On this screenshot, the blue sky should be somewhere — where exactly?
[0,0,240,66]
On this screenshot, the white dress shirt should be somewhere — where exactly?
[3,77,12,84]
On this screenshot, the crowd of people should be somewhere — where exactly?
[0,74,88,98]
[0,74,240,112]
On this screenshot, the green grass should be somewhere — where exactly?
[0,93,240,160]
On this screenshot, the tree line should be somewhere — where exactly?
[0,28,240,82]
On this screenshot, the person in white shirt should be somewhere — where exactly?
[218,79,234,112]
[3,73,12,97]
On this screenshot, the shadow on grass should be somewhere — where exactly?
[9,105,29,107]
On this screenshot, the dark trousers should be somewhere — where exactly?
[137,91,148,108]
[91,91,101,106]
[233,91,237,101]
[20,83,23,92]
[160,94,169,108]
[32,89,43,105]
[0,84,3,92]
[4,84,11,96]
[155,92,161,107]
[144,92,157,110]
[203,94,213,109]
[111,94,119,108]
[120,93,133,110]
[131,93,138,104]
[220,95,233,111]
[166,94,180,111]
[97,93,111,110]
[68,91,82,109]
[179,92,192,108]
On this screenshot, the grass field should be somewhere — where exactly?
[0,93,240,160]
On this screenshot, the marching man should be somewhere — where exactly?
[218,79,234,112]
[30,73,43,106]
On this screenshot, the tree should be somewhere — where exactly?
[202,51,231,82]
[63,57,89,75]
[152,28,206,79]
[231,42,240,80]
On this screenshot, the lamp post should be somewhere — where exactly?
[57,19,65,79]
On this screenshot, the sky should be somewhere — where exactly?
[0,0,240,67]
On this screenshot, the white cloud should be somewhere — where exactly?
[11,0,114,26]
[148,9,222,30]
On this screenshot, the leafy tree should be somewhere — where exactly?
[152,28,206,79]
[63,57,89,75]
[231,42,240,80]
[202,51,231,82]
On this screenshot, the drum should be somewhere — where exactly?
* * * *
:: REQUEST ::
Reproduce every row above word for word, from the first through the last.

:: TASK SOLUTION ::
On this screenshot, the blue sky should be somewhere — where exactly?
[0,0,240,66]
On this screenshot, the white dress shirt should be somewhere — where exactly?
[3,77,12,84]
On this screenshot, the crowd of people should be somewhere — where exactly?
[0,74,88,98]
[0,74,240,112]
On this screenshot, the green grass should be somewhere — where exactly?
[0,93,240,160]
On this screenshot, the tree line should be somewhere — where exactly?
[0,28,240,82]
On this screenshot, the person in white shirt should be somewhere — where exactly?
[218,79,234,112]
[3,73,12,97]
On this screenshot, the shadow on grass should be somewhere — where exactly?
[9,105,29,107]
On this screenshot, the dark trousers should be somewhere — where exactly?
[137,91,148,108]
[91,91,101,106]
[233,91,237,101]
[20,83,23,92]
[160,94,169,108]
[32,89,43,105]
[0,84,3,92]
[4,84,11,96]
[155,92,161,107]
[144,92,157,110]
[203,94,213,109]
[111,94,119,108]
[120,93,133,110]
[131,93,138,104]
[220,95,233,111]
[166,94,180,111]
[97,93,111,110]
[68,91,82,109]
[179,92,192,108]
On this screenshot, the grass field should be somewhere — where exactly?
[0,93,240,160]
On this screenshot, the marching man should be somewhere — where exactly?
[218,79,234,112]
[30,73,43,106]
On this screenshot, the tree should be somewhere — where exactly?
[202,51,231,82]
[63,57,89,75]
[152,28,206,79]
[231,42,240,80]
On this screenshot, the lamp post should be somewhere — where exactly?
[57,19,65,79]
On this screenshot, the sky should be somewhere — where exactly?
[0,0,240,67]
On this screenshot, the white cloud should be somewhere — where exactly?
[11,0,114,26]
[148,9,222,30]
On this screenshot, the leafy tree should be somewhere — where exactly?
[152,28,206,79]
[63,57,89,75]
[231,42,240,80]
[202,51,231,82]
On this screenshot, the drum should be somewhere — where exactly?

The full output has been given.